Text section Block Start

Village in Kent, England

Barfrestone is a village and (as Barfreston) a former civil parish, now in the parish of Eythorne, in the Dover district, in east Kent, England. It is between Shepherdswell, Eythorne and Nonington, close to the former pit villages of Elvington and Snowdown. In 1931 the parish had a population of 91. On 1 April 1935 the parish was abolished and merged with Eythorne.

Alternative spellings are Barfreston and Barfreystone. The old pronunciation was "Barson" (before 1800) and the ancient name, "Barfriston".

At the time of the Domesday Book, when the name was written 'Berfrestone', the manor was owned by Odo, Earl of Kent (as the Bishop of Bayeux). But after his trial (for fraud) in 1076, his assets were re-apportioned, including Barfrestone. The lands were then granted to Hugh de Port (an English feudal barony) for the defence of Dover Castle. The lands passed through the hands of many other owners including Sir Thomas Browne (during the reign of Henry VI of England).

Landmarks include the Grade I listed Norman church, which contains significant carvings of human and animal figures on both the exterior and interior of the church, as well as a very early post-Roman example of the Greek key motif carved on the inside coving. Also of note is the church bell set in a yew tree adjacent to the church and "Little Ewell", a converted rectory which, until 2013, was the location of the centre (house, offices and workshops) of the L'Arche Kent Community which has since moved to Canterbury, though a L'Arche house remains in the nearby village of Eythorne.

Text section Block End
Exercise data Block Start

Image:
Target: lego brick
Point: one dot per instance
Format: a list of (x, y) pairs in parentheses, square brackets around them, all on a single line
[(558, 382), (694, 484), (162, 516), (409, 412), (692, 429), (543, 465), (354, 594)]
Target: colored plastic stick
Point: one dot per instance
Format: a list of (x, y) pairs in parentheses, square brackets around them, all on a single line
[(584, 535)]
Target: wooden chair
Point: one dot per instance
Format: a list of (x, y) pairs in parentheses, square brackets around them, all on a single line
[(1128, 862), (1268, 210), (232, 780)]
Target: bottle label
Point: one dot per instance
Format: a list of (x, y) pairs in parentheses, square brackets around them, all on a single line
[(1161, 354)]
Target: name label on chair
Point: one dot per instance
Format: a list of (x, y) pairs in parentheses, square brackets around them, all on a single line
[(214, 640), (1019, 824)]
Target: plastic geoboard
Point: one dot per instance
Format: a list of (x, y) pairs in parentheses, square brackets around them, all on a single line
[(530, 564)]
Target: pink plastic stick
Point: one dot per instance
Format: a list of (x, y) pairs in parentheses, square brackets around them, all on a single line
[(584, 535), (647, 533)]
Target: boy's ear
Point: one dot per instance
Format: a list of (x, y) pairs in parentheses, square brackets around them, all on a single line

Exercise data Block End
Exercise data Block Start

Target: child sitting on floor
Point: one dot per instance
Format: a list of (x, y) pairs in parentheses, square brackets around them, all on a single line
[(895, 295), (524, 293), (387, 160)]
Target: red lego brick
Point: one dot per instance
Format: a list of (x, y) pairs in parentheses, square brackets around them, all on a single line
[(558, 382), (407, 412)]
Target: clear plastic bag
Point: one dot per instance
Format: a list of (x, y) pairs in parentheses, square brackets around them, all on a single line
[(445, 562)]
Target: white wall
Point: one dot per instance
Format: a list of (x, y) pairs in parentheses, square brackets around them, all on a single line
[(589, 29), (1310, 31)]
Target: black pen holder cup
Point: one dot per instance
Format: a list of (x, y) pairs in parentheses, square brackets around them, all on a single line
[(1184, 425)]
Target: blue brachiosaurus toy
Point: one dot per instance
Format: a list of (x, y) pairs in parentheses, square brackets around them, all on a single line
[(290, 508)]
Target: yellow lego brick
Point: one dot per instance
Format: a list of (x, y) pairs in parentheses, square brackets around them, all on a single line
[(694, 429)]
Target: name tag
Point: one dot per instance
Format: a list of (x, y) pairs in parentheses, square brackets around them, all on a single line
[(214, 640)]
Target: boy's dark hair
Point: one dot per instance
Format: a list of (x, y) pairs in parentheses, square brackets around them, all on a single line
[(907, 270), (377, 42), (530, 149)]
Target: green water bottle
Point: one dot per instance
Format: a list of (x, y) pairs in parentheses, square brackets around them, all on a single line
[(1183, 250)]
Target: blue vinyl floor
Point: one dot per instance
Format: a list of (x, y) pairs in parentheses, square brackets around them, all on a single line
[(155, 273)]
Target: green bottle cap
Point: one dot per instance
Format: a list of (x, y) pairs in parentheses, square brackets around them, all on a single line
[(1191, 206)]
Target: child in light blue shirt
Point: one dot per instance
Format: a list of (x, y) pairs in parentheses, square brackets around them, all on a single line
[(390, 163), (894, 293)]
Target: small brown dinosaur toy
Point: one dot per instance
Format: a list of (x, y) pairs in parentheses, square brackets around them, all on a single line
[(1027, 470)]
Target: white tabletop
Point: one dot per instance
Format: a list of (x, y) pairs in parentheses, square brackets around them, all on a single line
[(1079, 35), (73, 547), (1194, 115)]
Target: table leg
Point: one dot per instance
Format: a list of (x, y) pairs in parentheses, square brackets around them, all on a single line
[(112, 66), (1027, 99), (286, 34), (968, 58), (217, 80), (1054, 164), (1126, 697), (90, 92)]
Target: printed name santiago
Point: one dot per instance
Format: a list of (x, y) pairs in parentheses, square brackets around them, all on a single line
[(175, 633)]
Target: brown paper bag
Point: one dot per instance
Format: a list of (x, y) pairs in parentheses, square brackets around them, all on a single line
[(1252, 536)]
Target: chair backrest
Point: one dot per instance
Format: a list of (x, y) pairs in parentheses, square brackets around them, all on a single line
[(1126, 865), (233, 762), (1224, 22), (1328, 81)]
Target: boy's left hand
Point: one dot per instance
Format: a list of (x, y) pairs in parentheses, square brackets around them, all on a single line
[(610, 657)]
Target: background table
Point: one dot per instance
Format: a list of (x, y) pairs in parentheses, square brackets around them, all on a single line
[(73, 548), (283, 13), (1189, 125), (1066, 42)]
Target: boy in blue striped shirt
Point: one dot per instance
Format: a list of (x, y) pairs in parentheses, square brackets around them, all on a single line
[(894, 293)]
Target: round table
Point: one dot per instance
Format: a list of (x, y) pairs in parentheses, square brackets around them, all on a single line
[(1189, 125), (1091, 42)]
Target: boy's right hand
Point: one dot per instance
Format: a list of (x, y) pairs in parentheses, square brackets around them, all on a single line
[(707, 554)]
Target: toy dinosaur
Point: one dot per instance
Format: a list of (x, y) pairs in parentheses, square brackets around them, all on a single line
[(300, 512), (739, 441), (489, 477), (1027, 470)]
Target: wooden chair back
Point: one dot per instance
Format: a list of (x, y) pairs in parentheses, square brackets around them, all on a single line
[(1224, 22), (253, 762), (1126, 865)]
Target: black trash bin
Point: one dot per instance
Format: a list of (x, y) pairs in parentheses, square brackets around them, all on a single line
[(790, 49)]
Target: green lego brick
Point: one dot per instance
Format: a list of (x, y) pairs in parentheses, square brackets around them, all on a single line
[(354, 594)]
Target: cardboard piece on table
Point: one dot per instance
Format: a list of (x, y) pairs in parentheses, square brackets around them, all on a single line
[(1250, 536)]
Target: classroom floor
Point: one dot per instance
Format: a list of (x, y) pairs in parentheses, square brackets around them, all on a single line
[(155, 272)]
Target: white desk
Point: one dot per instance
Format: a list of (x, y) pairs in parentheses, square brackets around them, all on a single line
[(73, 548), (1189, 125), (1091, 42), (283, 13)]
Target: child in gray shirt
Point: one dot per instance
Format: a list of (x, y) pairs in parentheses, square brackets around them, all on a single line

Exercise data Block End

[Instructions to follow] Reproduce the Barfrestone text word for word, from "Village in Kent, England" up to and including "merged with Eythorne.".

[Answer box]
Village in Kent, England

Barfrestone is a village and (as Barfreston) a former civil parish, now in the parish of Eythorne, in the Dover district, in east Kent, England. It is between Shepherdswell, Eythorne and Nonington, close to the former pit villages of Elvington and Snowdown. In 1931 the parish had a population of 91. On 1 April 1935 the parish was abolished and merged with Eythorne.